→ Work to complete
Once you reach the end of the data, transcribe all of it exactly.
──────────
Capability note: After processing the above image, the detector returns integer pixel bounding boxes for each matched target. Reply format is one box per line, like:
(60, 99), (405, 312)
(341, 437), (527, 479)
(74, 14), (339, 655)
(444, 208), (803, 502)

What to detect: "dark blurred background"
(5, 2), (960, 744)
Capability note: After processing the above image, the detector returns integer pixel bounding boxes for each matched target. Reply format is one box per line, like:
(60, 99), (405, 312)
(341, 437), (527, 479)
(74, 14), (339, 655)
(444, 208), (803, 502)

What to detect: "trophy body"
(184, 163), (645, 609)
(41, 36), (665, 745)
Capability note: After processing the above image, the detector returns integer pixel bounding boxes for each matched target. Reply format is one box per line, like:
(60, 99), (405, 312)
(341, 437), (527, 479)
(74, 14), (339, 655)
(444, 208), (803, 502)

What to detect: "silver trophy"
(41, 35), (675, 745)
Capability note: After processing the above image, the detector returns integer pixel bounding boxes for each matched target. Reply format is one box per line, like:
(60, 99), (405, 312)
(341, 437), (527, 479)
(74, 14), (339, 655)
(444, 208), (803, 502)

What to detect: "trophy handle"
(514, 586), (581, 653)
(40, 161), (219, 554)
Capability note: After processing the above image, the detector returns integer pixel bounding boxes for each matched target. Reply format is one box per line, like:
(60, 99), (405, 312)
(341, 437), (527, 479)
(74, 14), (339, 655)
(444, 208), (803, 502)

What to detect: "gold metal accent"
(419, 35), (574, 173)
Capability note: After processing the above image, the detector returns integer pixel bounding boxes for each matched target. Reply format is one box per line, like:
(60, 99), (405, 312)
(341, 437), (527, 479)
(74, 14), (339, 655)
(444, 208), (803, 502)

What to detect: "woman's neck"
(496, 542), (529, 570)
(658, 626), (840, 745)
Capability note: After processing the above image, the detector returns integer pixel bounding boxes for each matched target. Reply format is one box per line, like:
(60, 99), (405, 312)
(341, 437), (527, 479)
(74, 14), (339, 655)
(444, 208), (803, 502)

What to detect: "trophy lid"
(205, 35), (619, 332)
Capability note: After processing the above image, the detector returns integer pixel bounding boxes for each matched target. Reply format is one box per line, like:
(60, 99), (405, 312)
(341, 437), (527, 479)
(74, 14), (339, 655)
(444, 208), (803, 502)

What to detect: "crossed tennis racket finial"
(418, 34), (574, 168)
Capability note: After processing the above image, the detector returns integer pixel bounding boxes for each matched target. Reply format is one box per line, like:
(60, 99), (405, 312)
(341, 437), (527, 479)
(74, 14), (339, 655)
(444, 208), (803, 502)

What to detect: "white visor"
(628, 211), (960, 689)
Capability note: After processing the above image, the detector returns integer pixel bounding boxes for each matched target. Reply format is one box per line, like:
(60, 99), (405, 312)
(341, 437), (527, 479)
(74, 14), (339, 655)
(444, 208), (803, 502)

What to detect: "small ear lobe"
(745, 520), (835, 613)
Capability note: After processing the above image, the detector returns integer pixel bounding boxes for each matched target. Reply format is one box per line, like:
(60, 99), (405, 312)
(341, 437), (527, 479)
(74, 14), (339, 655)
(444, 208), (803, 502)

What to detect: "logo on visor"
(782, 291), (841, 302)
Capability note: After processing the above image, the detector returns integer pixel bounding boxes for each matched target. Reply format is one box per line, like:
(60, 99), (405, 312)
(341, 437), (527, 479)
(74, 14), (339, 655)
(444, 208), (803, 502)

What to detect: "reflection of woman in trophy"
──────────
→ Reply
Capability note: After processing the above image, the detector returns integer pixel bounding boxes for each matched target. Reply format is one box per line, like:
(60, 99), (405, 312)
(341, 437), (527, 479)
(74, 14), (339, 655)
(444, 208), (803, 502)

What to detect: "dark blurred background"
(5, 2), (960, 744)
Capability note: After processing the above image, the detector returns integer pixel bounding boxes for each matched target. Reply format is one box per line, like:
(60, 99), (405, 312)
(341, 437), (527, 479)
(74, 14), (339, 655)
(444, 208), (803, 502)

What to detect: "trophy body"
(184, 163), (645, 609)
(41, 36), (665, 745)
Capability note: After processing the above image, the detector returns integer pixel bounding boxes for each matched target. Reply format is one box per line, like:
(60, 99), (405, 312)
(341, 437), (527, 479)
(74, 14), (339, 655)
(444, 208), (803, 502)

What to detect: "silver trophy"
(41, 35), (675, 745)
Capability note: After processing the above image, the detector returns integer pixel bounding boxes for each matched target. Reply format is one box per line, like:
(60, 99), (405, 312)
(341, 437), (527, 479)
(74, 14), (339, 655)
(444, 208), (803, 502)

What to detect: "trophy handle"
(514, 586), (581, 653)
(40, 161), (219, 554)
Capability note: After processing the above image, the detector returns integer pixel bounding boxes for each matched target. Reply format is one box per line, like:
(60, 99), (405, 312)
(341, 437), (527, 479)
(74, 14), (339, 655)
(444, 208), (803, 502)

What to detect: "gold metal accent"
(419, 35), (574, 173)
Capability note: After processing the above image, the detector returns integer pixel bounding boxes for each matched target. Reply format is one box per line, like:
(60, 99), (405, 312)
(341, 437), (527, 479)
(74, 14), (339, 655)
(444, 208), (803, 502)

What to detect: "woman's neck"
(496, 542), (529, 570)
(658, 626), (840, 745)
Capability note: After processing the above image, the detector returns integer pixel bounding boxes for each matched target. Reply format is one box per line, like:
(60, 99), (405, 312)
(341, 437), (527, 479)
(74, 14), (339, 655)
(444, 208), (803, 502)

What to detect: "trophy lid"
(205, 35), (619, 332)
Capability note: After processing the above image, the detector returns integer pixel bounding boxes for each matched target. Reply format is one box per line, like:
(60, 99), (405, 312)
(341, 437), (527, 479)
(74, 14), (339, 655)
(444, 208), (803, 502)

What to detect: "crossed tennis racket finial"
(418, 34), (574, 168)
Capability note: After processing the above image, the detector returns integer pixel bounding boxes for each matched target. Reply format is one box per line, like:
(60, 99), (405, 312)
(341, 437), (527, 479)
(74, 14), (339, 655)
(444, 208), (803, 502)

What to detect: "white visor"
(628, 211), (960, 689)
Capability note: After processing the above image, the detector returns integer pixel bounding boxes for each matched target. Reply format is one box per line, like:
(60, 99), (405, 312)
(341, 437), (527, 479)
(74, 14), (339, 655)
(444, 208), (803, 502)

What to detect: "small ear lobe"
(745, 520), (835, 613)
Capability note: After processing the above image, the detector returns integer pixel bounding boxes for each matched target. Reply format is one box per line, like:
(60, 99), (405, 312)
(341, 437), (527, 479)
(74, 14), (339, 655)
(444, 208), (803, 502)

What to detect: "logo on visor"
(782, 291), (841, 302)
Capability note: After processing the above image, the detector returns integer pixel bounding boxes for each matched target. Reply format is one box per line, like:
(60, 99), (405, 312)
(341, 437), (527, 479)
(74, 14), (339, 655)
(444, 208), (803, 502)

What to detect: "reflection of woman in trophy"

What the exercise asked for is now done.